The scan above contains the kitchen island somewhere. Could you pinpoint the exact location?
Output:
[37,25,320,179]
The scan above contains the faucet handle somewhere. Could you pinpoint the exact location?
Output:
◆ ◆ ◆ ◆ ◆ ◆ ◆
Write the data above out again, putting "photo" wherever "scan" appears and leaving everything else unchanged.

The photo above contains the kitchen island somewhere. Could you pinpoint the exact location?
Output:
[37,25,320,179]
The photo above contains the faucet handle somewhere. Could you pinpoint the exact location?
Output:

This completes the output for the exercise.